= Excerpted passage =

_ _ _ _ _ _ _

By this time, you have all checked your PA’s and saw the green from yesterday there. Overnight, Asian markets were also quite positive with Japan (+5.6%) exploding higher after their Golden Week holidays ended. Excitement on tech as well as a market that is looking forward to Treasury Secretary Bessent’s visit were the drivers. But we also saw strength in China (+0.5%), HK (+1.6%), Korea (+1.4%) and Taiwan (+1.9%). In fact, looking across the region, you are hard pressed to find a true laggard, as India (0.0%) was the worst performer of note. European markets, though, are not quite in as fine a fettle with most of them essentially unchanged this morning although the UK (-0.7%) is lagging after some underwhelming earnings reports as it appears profit taking is today’s motive. As to US futures, at this hour (6:45), they too, like Europe, are essentially unchanged
In the bond markets, yields continue to slide with Treasury yields lower by -2bps and virtually all European sovereign yields slipping -1bp. Overnight, JGB yields fell -3bps as markets there reopened and essentially all Asian government bonds saw yields decline as well. Apparently, fears over rampant inflation are ebbing. You may recall on Tuesday I discussed the 30-year Treasury as it traded above 5.0% on Monday and stayed there for about a minute. That had engendered a great deal of apocalyptic discussion. However, here we are this morning with 30-year yields slipping another -2bps, and now 10 bps below that little spike, and back below 5.0%. But I think it is worthwhile to offer a little perspective on the 30-year bond and the idea that 5.0% is deadly. Here is the chart of 30-year Treasury yields since 1985. Perhaps the anomaly was much lower yields, not 5.0%!

Source: finance.yahoo.com
Precious metals are continuing to benefit from the peace initiative and oil’s delice with gold (+1.0%) and silver (+4.0%) both stronger again after big gains yesterday. In fact, I am starting to read more about why silver is set to make massive gains because of shortages, a narrative that was set aside for the past two months but seems to be reawakening. Now, I am no technician, but I am given to understand that if you look at this trend line in silver from its January peak, we have broken above the line and that portends a massive move higher. (full disclosure, I am long silver so would be happy to see that but have not spent the extra money yet!)

_ _ _ _ _ _ _

= Given records =
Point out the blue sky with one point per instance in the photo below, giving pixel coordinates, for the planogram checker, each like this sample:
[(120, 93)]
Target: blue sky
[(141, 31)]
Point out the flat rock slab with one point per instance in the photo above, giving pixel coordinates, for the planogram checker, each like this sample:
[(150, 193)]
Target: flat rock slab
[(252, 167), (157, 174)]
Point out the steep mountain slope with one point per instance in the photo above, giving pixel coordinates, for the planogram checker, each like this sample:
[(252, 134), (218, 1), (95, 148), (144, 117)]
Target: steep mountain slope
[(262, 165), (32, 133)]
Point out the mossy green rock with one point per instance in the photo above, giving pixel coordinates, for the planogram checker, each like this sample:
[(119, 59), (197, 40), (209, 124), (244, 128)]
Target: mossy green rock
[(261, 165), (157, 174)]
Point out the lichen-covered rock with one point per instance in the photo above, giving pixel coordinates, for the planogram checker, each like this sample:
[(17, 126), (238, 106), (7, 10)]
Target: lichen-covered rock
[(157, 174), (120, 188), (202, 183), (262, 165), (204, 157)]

_ _ _ _ _ _ _

= Problem statement =
Reproduce everything in the market commentary from "Source: finance.yahoo.com" down to "extra money yet!)", character for character.

= Solution for this task =
Source: finance.yahoo.com
Precious metals are continuing to benefit from the peace initiative and oil’s delice with gold (+1.0%) and silver (+4.0%) both stronger again after big gains yesterday. In fact, I am starting to read more about why silver is set to make massive gains because of shortages, a narrative that was set aside for the past two months but seems to be reawakening. Now, I am no technician, but I am given to understand that if you look at this trend line in silver from its January peak, we have broken above the line and that portends a massive move higher. (full disclosure, I am long silver so would be happy to see that but have not spent the extra money yet!)